#### [Texte fourni]
Qualification des établissements industriels : l’administration précise les critères

Les critères de qualification des établissements industriels viennent d’être précisés par l’administration fiscale dans une importante mise à jour de sa doctrine. De la qualification du bien dépend la méthode d'évaluation qui sera retenue, notamment en matière de taxe foncière. Des enjeux à ne pas sous-estimer.

Afin de sécuriser la détermination des valeurs locatives des biens immeubles des entreprises, la loi de finances pour 2019 (Loi 2018-1317 du 29-12-2018 art. 156) avait légalisé, à l’article 1500 du CGI, la définition des établissements industriels au sens foncier dégagée par la jurisprudence. Cet article prévoit égale­ment qu'en deçà d'un seuil de 500 000 € de valeur des installations techniques, matériels et outillages, des biens immeubles ne peuvent pas être qualifiés d’établissements industriels. Si un bien répond aux critères de qualification d’établissement industriel, la méthode d’évaluation retenue sera la méthode dite « comptable » basée sur le prix de revient des immobilisations (CGI art. 1499). Si, toutefois, un bien ne répond pas à ces critères, il sera alors évalué selon la méthode des locaux professionnels (CGI art. 1498). Ainsi, la qualification du bien dicte la méthode d’évaluation à retenir, notamment pour l’établissement de la taxe foncière sur les propriétés bâties.

Dans une mise à jour de sa base Bofip du 14-6-2023, l’administration procède à un important toilettage de sa doctrine, notamment concernant les critères de qualification des établissements industriels. Le point sur les principales précisions apportées.

Critères de qualification

Les critères de qualification des établissements industriels varient selon l'activité exercée.

#### [Données brutes]
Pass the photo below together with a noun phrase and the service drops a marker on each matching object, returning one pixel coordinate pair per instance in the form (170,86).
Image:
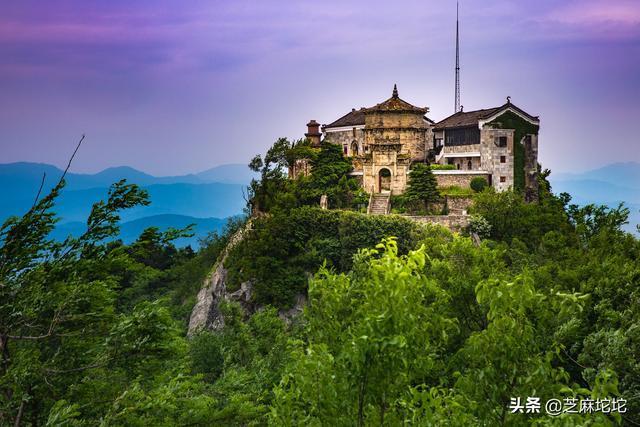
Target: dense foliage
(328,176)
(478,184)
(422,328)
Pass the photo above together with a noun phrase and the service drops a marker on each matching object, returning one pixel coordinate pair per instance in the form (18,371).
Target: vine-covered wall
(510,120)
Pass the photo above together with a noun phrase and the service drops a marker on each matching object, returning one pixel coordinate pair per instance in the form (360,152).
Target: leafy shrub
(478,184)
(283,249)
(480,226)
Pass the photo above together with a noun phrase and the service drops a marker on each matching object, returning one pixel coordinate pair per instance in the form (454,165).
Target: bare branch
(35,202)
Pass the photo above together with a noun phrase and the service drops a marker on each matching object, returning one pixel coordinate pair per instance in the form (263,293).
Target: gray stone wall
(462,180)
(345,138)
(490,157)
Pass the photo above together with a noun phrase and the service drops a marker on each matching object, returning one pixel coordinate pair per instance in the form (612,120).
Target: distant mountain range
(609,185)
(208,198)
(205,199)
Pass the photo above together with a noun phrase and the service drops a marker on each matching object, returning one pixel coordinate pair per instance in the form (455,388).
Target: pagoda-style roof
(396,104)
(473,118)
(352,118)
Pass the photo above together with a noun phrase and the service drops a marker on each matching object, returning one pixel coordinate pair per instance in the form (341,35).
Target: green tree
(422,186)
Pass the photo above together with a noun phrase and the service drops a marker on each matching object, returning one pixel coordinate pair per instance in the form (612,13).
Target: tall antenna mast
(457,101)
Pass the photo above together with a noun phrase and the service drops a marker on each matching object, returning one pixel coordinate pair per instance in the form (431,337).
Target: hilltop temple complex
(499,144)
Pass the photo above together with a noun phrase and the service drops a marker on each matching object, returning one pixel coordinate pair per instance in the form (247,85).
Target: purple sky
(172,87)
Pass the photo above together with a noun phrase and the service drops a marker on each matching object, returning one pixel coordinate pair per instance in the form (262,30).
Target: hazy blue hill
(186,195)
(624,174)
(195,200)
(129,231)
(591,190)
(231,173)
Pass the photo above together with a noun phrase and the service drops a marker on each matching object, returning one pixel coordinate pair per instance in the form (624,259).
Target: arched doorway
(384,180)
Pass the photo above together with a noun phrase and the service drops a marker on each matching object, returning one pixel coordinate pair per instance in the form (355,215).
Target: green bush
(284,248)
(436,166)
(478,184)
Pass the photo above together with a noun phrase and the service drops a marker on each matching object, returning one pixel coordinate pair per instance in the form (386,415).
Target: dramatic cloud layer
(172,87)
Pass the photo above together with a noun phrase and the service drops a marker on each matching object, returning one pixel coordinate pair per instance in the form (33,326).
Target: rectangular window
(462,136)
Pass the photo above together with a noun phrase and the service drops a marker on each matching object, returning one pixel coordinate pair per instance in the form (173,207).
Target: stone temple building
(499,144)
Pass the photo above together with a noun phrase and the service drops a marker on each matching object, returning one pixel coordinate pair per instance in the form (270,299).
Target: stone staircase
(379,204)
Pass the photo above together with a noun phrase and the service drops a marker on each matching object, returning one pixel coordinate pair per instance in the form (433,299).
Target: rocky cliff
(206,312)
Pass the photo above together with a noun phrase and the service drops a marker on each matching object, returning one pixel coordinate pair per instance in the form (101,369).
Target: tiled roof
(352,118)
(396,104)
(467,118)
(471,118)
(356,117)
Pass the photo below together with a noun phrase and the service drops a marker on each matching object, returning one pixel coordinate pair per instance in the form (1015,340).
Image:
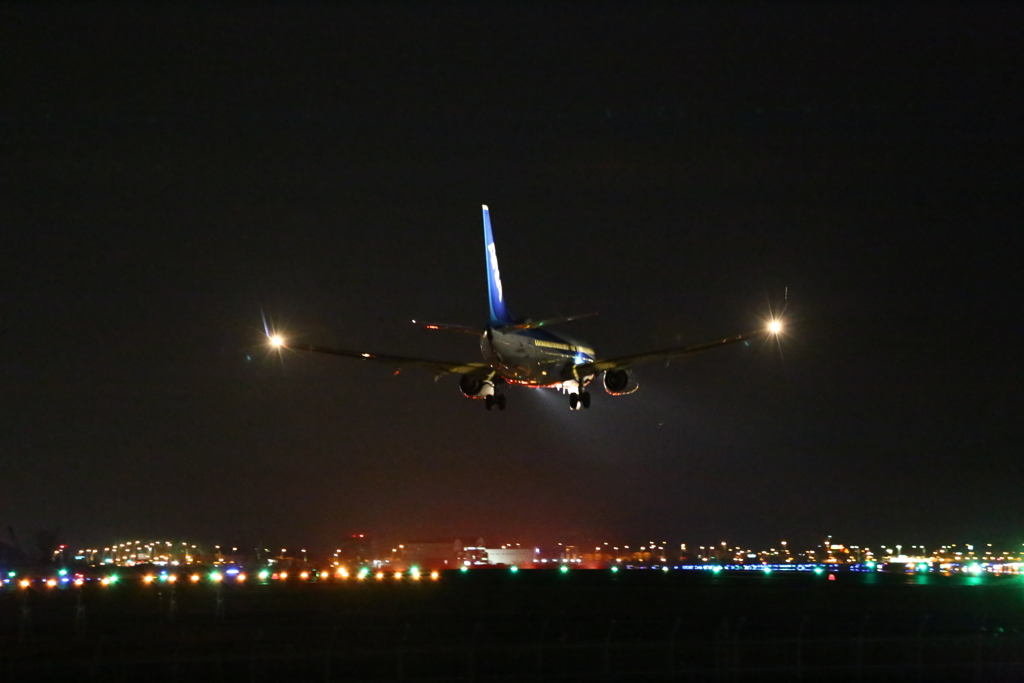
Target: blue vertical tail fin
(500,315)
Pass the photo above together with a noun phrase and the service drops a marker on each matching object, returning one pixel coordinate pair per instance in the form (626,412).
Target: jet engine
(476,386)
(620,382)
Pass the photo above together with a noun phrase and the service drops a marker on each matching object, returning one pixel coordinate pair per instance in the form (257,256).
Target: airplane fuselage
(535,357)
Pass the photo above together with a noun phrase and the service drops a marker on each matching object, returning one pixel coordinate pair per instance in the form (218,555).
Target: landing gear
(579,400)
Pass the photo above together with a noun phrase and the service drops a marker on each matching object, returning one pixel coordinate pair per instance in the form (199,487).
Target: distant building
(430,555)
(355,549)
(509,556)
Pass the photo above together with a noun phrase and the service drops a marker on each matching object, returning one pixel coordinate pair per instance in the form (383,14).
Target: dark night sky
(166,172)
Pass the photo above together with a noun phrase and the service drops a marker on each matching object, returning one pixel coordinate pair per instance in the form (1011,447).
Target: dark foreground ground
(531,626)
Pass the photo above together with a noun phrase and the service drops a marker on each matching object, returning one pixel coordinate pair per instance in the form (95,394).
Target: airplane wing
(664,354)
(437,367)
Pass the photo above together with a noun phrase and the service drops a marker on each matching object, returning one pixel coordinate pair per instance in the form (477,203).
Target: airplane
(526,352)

* * *

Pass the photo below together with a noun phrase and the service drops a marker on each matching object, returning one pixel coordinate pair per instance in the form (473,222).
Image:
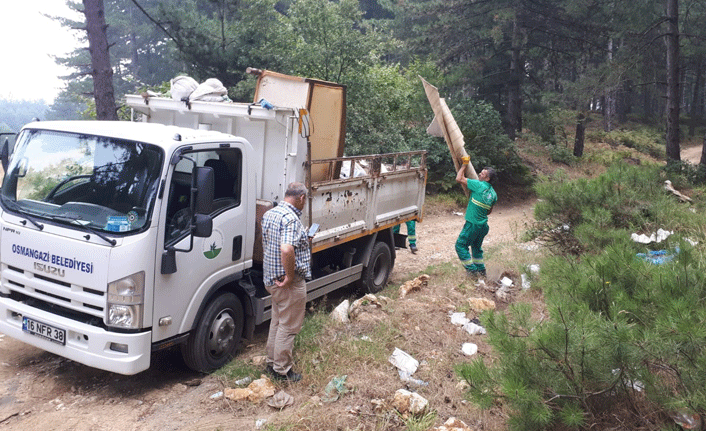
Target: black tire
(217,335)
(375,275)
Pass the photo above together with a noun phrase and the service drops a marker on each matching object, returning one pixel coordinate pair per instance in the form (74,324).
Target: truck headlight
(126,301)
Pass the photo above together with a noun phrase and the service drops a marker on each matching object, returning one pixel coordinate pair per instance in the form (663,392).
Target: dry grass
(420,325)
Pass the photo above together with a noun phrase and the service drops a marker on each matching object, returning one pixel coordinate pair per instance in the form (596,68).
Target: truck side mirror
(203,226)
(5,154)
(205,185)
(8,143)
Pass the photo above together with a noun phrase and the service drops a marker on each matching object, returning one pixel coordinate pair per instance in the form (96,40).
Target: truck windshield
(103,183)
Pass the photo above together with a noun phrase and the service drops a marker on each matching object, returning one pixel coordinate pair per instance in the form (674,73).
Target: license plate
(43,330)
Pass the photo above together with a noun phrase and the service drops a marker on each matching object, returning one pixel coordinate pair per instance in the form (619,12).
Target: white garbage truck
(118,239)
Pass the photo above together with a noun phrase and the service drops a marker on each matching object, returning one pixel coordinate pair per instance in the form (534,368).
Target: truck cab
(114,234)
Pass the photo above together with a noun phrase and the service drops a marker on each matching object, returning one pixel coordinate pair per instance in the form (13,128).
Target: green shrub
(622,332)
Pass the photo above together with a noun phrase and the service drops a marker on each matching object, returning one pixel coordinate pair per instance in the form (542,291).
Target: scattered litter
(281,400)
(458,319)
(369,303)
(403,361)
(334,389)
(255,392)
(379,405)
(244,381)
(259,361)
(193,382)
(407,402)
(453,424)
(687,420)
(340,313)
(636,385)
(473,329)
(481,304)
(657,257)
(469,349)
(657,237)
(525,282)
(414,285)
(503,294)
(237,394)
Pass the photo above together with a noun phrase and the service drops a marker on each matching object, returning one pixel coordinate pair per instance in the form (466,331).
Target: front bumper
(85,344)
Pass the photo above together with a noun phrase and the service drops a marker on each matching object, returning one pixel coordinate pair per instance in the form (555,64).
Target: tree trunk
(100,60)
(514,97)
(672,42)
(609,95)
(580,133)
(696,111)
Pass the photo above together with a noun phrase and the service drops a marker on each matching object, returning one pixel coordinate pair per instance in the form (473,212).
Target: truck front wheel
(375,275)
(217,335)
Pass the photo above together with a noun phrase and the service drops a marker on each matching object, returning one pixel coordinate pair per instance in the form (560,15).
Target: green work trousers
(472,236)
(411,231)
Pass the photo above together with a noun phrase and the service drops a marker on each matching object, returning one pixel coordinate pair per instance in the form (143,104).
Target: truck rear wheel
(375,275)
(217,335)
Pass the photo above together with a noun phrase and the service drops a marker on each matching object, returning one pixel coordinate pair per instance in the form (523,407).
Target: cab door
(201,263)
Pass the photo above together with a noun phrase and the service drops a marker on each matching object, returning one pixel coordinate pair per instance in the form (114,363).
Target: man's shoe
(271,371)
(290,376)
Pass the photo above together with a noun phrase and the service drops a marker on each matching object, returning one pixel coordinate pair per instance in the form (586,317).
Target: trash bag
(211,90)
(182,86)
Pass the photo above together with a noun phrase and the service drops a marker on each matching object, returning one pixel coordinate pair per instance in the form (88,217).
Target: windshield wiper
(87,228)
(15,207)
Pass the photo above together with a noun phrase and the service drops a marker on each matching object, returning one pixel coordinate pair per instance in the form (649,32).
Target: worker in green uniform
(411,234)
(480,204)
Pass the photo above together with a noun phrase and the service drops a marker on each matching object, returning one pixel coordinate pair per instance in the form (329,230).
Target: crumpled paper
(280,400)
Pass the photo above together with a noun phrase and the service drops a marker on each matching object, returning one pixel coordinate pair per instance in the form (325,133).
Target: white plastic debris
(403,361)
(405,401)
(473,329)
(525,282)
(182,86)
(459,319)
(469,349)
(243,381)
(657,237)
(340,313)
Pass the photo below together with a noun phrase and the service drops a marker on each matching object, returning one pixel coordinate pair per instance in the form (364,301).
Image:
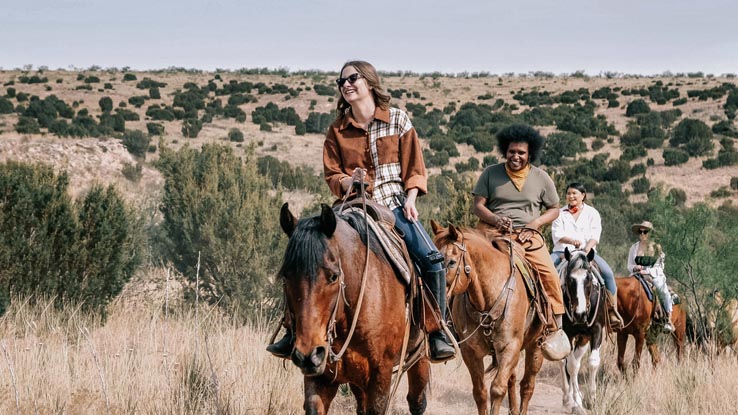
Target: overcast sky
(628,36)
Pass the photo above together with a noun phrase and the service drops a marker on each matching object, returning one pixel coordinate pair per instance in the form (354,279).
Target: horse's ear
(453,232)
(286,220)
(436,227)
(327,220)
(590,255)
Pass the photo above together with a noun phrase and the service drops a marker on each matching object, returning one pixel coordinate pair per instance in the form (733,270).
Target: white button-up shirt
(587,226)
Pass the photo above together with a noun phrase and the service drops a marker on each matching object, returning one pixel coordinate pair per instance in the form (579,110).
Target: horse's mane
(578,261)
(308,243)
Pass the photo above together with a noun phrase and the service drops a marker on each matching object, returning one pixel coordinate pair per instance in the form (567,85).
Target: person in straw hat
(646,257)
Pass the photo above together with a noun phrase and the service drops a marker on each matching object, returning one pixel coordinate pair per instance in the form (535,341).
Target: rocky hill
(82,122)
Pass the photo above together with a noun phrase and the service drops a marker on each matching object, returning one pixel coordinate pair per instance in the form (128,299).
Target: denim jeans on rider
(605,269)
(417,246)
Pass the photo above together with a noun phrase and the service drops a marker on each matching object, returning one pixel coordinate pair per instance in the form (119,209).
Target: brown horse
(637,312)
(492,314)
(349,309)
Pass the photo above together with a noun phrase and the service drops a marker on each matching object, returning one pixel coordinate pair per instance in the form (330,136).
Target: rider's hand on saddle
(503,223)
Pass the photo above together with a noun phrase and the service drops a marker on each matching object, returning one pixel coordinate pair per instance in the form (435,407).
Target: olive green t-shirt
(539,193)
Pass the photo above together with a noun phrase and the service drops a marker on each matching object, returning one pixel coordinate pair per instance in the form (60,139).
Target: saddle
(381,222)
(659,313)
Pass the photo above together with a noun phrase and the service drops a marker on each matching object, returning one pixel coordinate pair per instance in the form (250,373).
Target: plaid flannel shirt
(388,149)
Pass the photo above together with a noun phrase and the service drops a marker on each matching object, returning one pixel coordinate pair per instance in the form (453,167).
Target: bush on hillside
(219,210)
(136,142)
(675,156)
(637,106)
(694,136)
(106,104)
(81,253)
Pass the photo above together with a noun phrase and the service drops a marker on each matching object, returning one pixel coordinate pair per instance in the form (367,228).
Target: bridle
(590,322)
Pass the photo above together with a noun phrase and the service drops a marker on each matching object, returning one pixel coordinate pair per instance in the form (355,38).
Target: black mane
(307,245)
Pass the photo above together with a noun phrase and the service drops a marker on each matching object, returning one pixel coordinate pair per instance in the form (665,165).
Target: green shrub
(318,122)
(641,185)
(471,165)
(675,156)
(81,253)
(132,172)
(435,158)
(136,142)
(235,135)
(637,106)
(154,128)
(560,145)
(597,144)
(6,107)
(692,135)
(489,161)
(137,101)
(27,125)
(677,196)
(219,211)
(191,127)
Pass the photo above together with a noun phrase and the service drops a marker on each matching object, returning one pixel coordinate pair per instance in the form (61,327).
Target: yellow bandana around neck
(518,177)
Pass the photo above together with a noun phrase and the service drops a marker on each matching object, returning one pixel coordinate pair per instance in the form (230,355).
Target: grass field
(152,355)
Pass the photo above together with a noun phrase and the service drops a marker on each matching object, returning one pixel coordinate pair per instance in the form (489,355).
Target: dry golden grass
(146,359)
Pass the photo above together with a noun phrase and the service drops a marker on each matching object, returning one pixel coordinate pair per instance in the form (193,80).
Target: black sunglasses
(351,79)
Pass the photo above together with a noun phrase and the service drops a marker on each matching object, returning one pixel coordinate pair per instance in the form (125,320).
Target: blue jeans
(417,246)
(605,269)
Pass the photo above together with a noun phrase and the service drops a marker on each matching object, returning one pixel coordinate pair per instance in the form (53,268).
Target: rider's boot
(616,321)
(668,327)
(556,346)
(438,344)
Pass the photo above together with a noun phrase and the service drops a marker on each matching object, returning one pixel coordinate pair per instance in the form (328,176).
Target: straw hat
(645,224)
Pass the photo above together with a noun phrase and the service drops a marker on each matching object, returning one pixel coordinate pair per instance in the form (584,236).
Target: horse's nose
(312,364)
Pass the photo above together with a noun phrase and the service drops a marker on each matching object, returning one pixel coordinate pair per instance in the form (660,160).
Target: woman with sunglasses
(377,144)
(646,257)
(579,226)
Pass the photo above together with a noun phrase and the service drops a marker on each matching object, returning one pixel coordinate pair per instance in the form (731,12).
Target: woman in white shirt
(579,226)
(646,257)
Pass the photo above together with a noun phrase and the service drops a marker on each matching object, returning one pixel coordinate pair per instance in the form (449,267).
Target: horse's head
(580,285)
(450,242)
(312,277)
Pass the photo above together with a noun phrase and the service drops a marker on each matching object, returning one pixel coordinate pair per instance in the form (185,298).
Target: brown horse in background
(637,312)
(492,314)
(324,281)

#### [À faire]
A. Répondez à ces questions sur l'article consacré à la qualification des établissements industriels :
(i) En deçà de quel seuil de valeur des installations techniques, matériels et outillages un bien immeuble ne peut-il pas être qualifié d'établissement industriel ?
(ii) De quelle date est la mise à jour de la base Bofip évoquée ?
(iii) Selon quelle méthode est évalué un bien qui ne répond pas aux critères de qualification ?
B. Donnez, s'il vous plaît, la suite de l'article sur la qualification des établissements industriels, à partir de sa dernière phrase.
Les lignes proviennent d'une autre source que l'article.

#### [Réponses rédigées]
A.
(i) 500 000 €.
(ii) Du 14-6-2023.
(iii) Selon la méthode des locaux professionnels (CGI art. 1498).

B.
Locaux abritant des activités de fabrication ou de transformation

Tout d'abord, les bâtiments et terrains servant à l’exercice d’une activité de fabrication ou de transformation de biens corporels mobiliers n’ont le caractère d’établissement industriel que lorsque l’activité réalisée nécessite d’importants moyens techniques (CGI art. 1500, I-A-1er al.). Cette définition trouve son origine dans la jurisprudence du Conseil d’État (CE 27-7-2005 n° 261899).

Attention. S’appuyant sur la jurisprudence (CAA Lyon 3-5-2018 n° 16LY02757), l’administration précise que la notion de « bâtiments et terrains industriels » s’applique de manière autonome pour les impôts fonciers, c’est-à-dire qu’une société ne peut utilement se prévaloir, pour l’application d’un article du Code général des impôts (CGI), d’interprétations données pour l’application d’autres articles du CGI. Lorsqu’il s’agit, par exemple, du champ d’application d’un dispositif d’allègement de l’impôt sur les bénéfices en faveur de l’industrie, le Conseil d’État donne de l’activité industrielle une définition plus économique, conforme à l’intention du législateur, en mettant l’accent sur l’objet de l’activité.

Les biens concernés s’entendent des usines et ateliers où s’effectuent, à l’aide d’un outillage relativement important, la transformation des matières premières ainsi que la fabrication ou la réparation de biens corporels mobiliers. Il n’est d’ailleurs pas nécessaire que la transformation présente un caractère substantiel (CE 22-9-2014 n° 367204).

Pour l’administration, le critère de l’importance des moyens techniques s’apprécie de façon quantitative et, dans l’absolu, en retenant le prix de revient du bien. Les moyens techniques à considérer sont ceux qui concourent directement à l’exercice de l’activité principalement mise en oeuvre dans l’établissement. En sont donc exclus, par exemple, les moyens afférents aux fonctions administratives (matériel et mobilier de bureau) ou aux fonctions exercées hors de l’enceinte de l’établissement (matériel de transport).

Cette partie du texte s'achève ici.